== Seite ==
* * *

Die rechte Seite ist easy, wenn man die Reihenfolge der Töne im Kopf hat, aber die Bässe sehr gewöhnungsbedürftig
Liebe Jutta,
aufgrund Deiner Bemerkung habe ich mir die Bass-Seite mal bewusst angeschaut.
Und bin zu dem Schluss gelangt, dass der Aufbau durchaus einer Logik folgt und dass es für gewisse Unregelmäßigkeiten nachvollziehbare Gründe gibt.
Die wesentlichen Unterschiede zum Stradella-Bass eines Akkordeons ist darin begründet, dass eine Garmoschka diatonisch und somit nicht in allen Tonarten spielbar ist. Deshalb ist die Bass-Seite erstaunlich effizient auf die Diskant-Situation angepasst.
Da stets Akkord und zugehöriger Basston in der Reihe direkt nebeneinander liegen, möchte ich aus Gründen der Einfachheit und Übersichtlichkeit die Basstöne hier einfach ignorieren und nur die Akkorde angeben.

* * *

== Aufgabe ==
Beantworten Sie anhand des Texts über die Bass-Seite der Garmoschka:
(a) Welche Seite wird eingangs als „easy“ bezeichnet, und unter welcher Voraussetzung?
(b) Aus welchem Grund ist eine Garmoschka nicht in allen Tonarten spielbar?
(c) Was liegt in der Reihe stets direkt nebeneinander?
Die anschließenden Zeilen stehen in keinem Zusammenhang mit dem Text.

== Bereitgestellte Daten ==
* * *

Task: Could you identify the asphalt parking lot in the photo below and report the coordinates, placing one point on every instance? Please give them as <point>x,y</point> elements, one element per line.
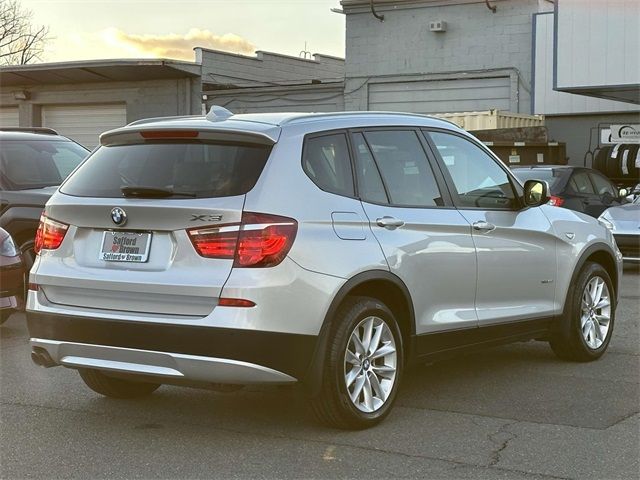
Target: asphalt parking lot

* * *

== Lösung ==
(a) Die rechte Seite, wenn man die Reihenfolge der Töne im Kopf hat.
(b) Weil sie diatonisch ist.
(c) Der Akkord und der zugehörige Basston.